Outline entries for images

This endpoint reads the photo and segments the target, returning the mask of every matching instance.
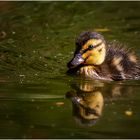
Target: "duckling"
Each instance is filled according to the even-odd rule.
[[[83,32],[76,39],[74,57],[67,64],[68,73],[91,79],[140,79],[140,65],[134,52],[121,44],[107,43],[97,32]]]

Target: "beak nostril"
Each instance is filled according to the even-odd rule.
[[[72,68],[74,66],[78,66],[84,62],[82,58],[82,54],[78,53],[74,56],[74,58],[67,64],[68,68]]]

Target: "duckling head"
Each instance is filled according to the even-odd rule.
[[[84,32],[76,39],[74,57],[67,64],[69,68],[83,65],[101,65],[106,56],[104,37],[97,32]]]

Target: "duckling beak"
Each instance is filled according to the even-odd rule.
[[[82,54],[78,53],[74,56],[74,58],[67,64],[69,68],[76,67],[82,64],[85,60],[82,58]]]

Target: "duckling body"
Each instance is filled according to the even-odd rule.
[[[92,79],[140,79],[140,65],[135,54],[118,43],[107,44],[96,32],[84,32],[77,38],[74,57],[68,67],[68,73]]]

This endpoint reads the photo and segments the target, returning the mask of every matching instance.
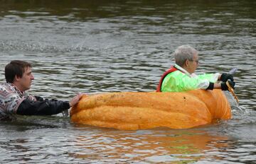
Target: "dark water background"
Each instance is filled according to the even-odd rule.
[[[0,70],[30,62],[30,93],[151,91],[189,44],[197,73],[233,67],[233,119],[191,129],[81,126],[62,115],[0,123],[0,163],[256,163],[256,1],[0,0]],[[4,81],[1,71],[0,81]]]

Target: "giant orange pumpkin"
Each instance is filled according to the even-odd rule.
[[[121,92],[85,95],[70,116],[73,122],[122,130],[187,129],[230,119],[231,109],[220,90]]]

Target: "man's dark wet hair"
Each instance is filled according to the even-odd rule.
[[[21,78],[25,69],[32,67],[32,65],[25,61],[13,60],[8,64],[4,69],[4,76],[7,83],[13,83],[15,76]]]

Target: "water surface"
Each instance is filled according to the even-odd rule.
[[[31,62],[32,94],[151,91],[174,49],[189,44],[199,51],[198,74],[238,69],[240,100],[233,119],[183,130],[19,117],[0,123],[1,163],[255,163],[255,7],[252,0],[0,1],[0,69]]]

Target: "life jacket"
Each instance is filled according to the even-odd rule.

> **TASK TO COMPLETE**: Pull out each line of the items that contains the word "duckling" and copy it in full.

> **FULL RESPONSE**:
Target: "duckling"
Target: "duckling head"
Target: "duckling beak"
Target: "duckling body"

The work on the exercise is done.